Task to complete:
According to the production deployment tutorial, which tutorial must be completed first?

*** Excerpted passage

Skip to content

Production Deployment Tutorial (15 minutes)

Overview

Learn how to deploy and scale your AgenticGoKit agents for production use. You'll containerize your application, set up monitoring, implement fault tolerance, and configure for high availability.

Prerequisites

  • Complete the Tool Integration tutorial
  • Docker installed
  • Basic understanding of containerization and deployment

Learning Objectives

By the end of this tutorial, you'll understand:

  • How to containerize AgenticGoKit applications
  • Production configuration management
  • Monitoring and observability setup
  • Fault tolerance and error handling
  • Scaling strategies for multi-agent systems

What You'll Build

A production-ready agent system with:

  1. Docker containerization for consistent deployment
  2. Configuration management for different environments
  3. Monitoring and logging for observability
  4. Fault tolerance with circuit breakers and retries
  5. Health checks and graceful shutdown

Part 1: Containerization (5 minutes)

******
*** Provided data

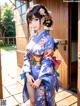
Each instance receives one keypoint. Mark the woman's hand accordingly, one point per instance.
(30, 79)
(37, 83)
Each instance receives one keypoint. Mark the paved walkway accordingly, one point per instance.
(12, 85)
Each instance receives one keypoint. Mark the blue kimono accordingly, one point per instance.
(41, 46)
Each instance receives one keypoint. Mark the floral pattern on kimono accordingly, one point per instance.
(42, 44)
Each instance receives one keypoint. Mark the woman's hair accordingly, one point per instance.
(40, 12)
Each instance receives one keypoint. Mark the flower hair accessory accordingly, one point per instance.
(42, 11)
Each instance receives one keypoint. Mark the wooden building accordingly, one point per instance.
(66, 29)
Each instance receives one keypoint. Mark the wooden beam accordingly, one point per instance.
(1, 91)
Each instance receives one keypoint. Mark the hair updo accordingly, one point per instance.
(40, 12)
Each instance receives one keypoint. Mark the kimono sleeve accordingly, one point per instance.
(46, 64)
(26, 66)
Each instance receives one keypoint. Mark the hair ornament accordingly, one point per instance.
(42, 11)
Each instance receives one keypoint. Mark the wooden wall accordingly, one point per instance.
(1, 90)
(78, 54)
(21, 37)
(60, 32)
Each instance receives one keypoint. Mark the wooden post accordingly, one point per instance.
(1, 91)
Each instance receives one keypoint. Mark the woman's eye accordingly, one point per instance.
(36, 19)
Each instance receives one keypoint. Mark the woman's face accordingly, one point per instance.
(35, 24)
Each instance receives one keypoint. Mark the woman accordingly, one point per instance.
(38, 72)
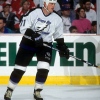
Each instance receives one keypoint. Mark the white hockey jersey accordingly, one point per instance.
(50, 26)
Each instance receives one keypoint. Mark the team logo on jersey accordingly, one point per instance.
(42, 26)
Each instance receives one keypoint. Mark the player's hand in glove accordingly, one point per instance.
(63, 49)
(35, 37)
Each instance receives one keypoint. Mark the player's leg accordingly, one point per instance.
(44, 59)
(22, 60)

******

Exercise answer:
The Tool Integration tutorial.